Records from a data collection
—————
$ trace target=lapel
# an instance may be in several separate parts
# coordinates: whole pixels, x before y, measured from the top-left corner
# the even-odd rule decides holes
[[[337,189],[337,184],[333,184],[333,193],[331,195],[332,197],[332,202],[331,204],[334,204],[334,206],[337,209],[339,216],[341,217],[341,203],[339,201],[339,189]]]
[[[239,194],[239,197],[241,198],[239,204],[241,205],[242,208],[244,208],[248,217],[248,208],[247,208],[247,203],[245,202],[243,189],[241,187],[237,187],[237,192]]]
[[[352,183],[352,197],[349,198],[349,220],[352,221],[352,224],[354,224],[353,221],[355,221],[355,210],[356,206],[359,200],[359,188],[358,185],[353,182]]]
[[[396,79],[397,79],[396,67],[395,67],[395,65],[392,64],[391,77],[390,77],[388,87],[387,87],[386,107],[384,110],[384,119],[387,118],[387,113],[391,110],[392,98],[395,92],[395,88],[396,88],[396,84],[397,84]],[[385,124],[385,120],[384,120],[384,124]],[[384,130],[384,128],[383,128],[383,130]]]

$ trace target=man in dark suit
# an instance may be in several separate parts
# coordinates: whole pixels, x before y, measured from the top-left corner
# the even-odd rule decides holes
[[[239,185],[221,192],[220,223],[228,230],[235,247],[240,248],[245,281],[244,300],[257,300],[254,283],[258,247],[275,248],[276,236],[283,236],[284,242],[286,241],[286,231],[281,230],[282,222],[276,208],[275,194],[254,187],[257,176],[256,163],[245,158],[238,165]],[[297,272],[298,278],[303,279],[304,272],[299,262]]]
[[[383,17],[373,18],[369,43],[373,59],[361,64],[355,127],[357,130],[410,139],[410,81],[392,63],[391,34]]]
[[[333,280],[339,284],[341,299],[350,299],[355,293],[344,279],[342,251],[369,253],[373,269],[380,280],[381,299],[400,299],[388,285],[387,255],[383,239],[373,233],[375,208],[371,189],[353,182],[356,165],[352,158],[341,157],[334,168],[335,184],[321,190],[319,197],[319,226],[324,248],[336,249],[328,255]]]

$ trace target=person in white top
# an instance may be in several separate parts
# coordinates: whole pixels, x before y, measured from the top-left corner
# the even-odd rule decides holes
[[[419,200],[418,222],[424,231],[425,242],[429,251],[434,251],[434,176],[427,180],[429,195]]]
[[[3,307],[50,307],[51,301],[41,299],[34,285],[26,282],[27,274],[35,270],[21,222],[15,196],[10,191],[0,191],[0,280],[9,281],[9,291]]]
—————
Reproduce every line of the listing above without any changes.

Full solution:
$ trace target=lapel
# an instance may be in several separate parts
# coordinates: whole pixels, x before y, measured from the top-left corner
# the even-odd rule decides holes
[[[337,189],[337,184],[333,184],[333,193],[331,195],[332,197],[332,202],[331,204],[334,204],[334,206],[337,209],[339,216],[341,217],[341,203],[339,201],[339,189]]]
[[[239,194],[239,197],[241,198],[239,204],[241,205],[242,208],[244,208],[248,217],[248,208],[247,208],[247,203],[245,202],[243,189],[241,187],[237,187],[237,192]]]
[[[352,183],[352,197],[349,198],[349,220],[352,221],[352,224],[354,224],[353,221],[355,221],[355,210],[356,206],[359,200],[359,188],[358,185],[353,182]]]
[[[396,79],[397,79],[396,67],[395,67],[395,65],[392,64],[391,77],[390,77],[388,87],[387,87],[386,107],[384,110],[384,119],[387,118],[387,113],[391,110],[392,98],[395,92],[395,88],[396,88],[396,84],[397,84]],[[385,124],[385,120],[384,120],[384,124]],[[384,130],[384,128],[383,128],[383,130]]]

$ trace target=man in dark suit
# an instance may be in several separate parts
# coordinates: whole pixels, x before y, measured from the top-left corner
# the even-odd rule decides holes
[[[239,185],[221,192],[220,223],[228,230],[235,247],[240,248],[245,281],[244,300],[257,300],[254,283],[258,247],[275,248],[276,236],[283,236],[284,242],[286,241],[286,231],[281,230],[282,222],[276,208],[275,194],[254,187],[257,176],[256,163],[245,158],[238,165]],[[297,272],[298,278],[303,279],[304,272],[299,262]]]
[[[383,17],[373,18],[369,43],[373,59],[361,64],[355,127],[357,130],[410,139],[410,81],[392,63],[391,34]]]
[[[333,280],[339,284],[341,299],[350,299],[355,293],[344,279],[342,251],[369,253],[373,269],[380,280],[381,299],[400,299],[388,285],[387,255],[383,239],[373,233],[375,208],[371,189],[353,182],[356,165],[352,158],[341,157],[334,168],[335,184],[321,190],[319,197],[319,226],[324,248],[336,249],[328,255]]]

$ trace target=person in white top
# an instance may be in several separate parts
# coordinates: whole pixels, x before y, measured from the top-left corner
# the even-odd rule decides holes
[[[419,200],[418,222],[424,231],[425,242],[429,251],[434,251],[434,176],[427,180],[429,195]]]
[[[3,307],[50,307],[51,301],[41,299],[34,285],[26,282],[27,274],[35,270],[21,222],[15,196],[10,191],[0,191],[0,280],[9,281],[9,291]]]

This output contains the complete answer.